[Opening Records section]

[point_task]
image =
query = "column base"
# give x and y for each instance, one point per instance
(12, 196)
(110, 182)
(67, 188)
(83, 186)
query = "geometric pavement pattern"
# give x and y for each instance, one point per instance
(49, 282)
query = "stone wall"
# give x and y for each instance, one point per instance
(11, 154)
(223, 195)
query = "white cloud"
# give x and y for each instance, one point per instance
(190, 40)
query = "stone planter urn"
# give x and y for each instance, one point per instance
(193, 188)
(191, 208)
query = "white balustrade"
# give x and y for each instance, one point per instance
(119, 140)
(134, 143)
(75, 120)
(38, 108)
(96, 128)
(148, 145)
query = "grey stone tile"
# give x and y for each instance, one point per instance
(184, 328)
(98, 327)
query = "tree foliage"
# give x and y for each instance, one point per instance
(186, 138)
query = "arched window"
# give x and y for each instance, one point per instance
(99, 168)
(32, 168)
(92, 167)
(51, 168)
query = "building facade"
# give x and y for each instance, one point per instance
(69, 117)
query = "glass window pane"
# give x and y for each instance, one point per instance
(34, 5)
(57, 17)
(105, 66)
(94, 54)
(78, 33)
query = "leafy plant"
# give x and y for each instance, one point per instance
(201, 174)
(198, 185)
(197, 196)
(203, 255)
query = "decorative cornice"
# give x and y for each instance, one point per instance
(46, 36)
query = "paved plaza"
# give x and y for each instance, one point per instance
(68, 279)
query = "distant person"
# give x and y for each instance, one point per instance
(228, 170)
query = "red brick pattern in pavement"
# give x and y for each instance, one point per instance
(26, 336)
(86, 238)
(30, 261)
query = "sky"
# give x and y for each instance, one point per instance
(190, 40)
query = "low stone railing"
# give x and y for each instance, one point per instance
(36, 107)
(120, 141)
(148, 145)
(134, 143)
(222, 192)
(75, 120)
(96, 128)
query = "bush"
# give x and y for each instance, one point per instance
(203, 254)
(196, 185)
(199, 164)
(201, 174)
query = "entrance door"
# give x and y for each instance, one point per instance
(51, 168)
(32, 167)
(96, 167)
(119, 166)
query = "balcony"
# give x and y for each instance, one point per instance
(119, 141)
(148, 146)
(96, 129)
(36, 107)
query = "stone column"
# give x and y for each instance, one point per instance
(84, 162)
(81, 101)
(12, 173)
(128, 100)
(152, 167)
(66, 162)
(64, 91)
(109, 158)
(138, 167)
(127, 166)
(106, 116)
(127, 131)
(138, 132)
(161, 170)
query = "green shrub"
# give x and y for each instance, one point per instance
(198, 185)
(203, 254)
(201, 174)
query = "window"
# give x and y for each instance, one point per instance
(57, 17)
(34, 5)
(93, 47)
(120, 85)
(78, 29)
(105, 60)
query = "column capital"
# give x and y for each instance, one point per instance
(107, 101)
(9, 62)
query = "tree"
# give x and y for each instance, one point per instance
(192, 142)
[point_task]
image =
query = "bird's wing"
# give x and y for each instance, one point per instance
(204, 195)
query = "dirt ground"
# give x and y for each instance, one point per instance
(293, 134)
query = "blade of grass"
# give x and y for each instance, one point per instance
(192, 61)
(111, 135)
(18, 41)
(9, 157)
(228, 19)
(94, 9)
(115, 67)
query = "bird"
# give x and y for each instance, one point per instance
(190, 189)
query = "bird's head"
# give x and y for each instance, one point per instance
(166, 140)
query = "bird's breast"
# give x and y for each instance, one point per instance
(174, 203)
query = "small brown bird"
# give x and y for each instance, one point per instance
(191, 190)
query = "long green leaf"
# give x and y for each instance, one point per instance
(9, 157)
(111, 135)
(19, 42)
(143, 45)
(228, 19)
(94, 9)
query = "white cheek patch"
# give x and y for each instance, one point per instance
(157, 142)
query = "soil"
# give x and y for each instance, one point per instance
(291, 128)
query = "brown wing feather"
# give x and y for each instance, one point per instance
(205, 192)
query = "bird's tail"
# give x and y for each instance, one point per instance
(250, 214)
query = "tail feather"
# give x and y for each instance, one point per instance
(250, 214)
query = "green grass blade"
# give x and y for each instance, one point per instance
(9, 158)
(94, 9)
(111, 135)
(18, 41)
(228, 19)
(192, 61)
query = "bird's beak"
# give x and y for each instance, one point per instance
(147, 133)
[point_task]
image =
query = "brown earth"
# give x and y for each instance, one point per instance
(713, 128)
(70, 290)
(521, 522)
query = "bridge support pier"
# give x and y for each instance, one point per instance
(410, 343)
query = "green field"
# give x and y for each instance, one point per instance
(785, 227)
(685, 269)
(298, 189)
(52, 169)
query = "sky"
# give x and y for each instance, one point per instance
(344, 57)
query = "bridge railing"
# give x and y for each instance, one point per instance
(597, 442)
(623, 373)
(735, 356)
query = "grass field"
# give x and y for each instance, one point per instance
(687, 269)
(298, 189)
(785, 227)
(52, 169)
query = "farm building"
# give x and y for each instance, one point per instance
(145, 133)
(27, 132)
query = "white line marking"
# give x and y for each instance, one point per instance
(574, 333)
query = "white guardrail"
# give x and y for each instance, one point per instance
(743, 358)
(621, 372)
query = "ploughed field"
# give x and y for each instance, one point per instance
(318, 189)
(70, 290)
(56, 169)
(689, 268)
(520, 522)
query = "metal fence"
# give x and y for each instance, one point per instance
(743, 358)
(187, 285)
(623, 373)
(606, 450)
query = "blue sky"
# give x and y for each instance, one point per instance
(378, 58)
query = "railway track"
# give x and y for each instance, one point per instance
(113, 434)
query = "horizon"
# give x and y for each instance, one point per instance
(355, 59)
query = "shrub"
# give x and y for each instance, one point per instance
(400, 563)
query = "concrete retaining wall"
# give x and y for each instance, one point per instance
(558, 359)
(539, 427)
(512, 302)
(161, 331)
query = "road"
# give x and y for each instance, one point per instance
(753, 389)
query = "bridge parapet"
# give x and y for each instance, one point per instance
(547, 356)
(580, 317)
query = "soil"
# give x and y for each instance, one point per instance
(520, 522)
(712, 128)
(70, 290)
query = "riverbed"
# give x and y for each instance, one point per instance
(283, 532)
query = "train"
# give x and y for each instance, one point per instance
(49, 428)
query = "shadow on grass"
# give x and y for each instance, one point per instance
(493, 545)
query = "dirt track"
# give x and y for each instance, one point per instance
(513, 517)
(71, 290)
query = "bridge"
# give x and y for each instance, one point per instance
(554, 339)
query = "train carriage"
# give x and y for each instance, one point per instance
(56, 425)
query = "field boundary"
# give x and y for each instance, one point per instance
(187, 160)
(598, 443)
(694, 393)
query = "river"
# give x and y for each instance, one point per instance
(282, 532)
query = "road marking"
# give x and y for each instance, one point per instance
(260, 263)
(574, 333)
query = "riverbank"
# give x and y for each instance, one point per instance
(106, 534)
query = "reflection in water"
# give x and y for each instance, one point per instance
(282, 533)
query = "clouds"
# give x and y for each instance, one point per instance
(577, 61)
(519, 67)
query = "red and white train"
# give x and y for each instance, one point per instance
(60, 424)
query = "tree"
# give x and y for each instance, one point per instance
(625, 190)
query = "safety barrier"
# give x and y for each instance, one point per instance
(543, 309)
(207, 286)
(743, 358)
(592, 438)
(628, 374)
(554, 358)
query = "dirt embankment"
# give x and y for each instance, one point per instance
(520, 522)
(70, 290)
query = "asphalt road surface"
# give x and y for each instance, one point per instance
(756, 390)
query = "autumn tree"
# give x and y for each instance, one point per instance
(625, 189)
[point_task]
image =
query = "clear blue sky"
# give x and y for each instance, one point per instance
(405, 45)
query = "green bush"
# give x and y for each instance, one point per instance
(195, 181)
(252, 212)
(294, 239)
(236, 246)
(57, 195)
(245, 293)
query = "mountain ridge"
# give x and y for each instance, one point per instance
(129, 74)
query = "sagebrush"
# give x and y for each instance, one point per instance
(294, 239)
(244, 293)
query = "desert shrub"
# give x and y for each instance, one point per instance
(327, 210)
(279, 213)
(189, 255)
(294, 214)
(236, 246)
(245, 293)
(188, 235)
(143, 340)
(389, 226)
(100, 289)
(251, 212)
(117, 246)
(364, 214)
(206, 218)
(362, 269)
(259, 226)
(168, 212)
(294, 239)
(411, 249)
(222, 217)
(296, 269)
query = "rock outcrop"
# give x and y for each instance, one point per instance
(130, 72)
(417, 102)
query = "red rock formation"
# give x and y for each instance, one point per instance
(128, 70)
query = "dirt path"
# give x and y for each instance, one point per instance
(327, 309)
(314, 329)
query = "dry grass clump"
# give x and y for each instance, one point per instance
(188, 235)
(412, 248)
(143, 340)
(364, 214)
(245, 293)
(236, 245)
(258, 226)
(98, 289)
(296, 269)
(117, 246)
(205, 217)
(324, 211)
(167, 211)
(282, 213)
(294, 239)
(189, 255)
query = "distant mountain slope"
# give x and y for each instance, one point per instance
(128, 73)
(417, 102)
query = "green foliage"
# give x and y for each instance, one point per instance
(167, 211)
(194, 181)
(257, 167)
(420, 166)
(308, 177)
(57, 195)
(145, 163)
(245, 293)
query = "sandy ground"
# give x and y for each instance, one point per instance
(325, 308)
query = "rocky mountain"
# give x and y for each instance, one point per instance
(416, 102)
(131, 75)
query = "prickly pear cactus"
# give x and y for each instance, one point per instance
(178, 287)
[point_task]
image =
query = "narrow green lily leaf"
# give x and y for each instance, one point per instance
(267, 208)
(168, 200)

[Closing Records section]

● **Exercise goal**
Which of the lines above hold the string "field"? Pick each of them out.

● **Task output**
query = "green field"
query = "grass field"
query = "ploughed field"
query = "field boundary"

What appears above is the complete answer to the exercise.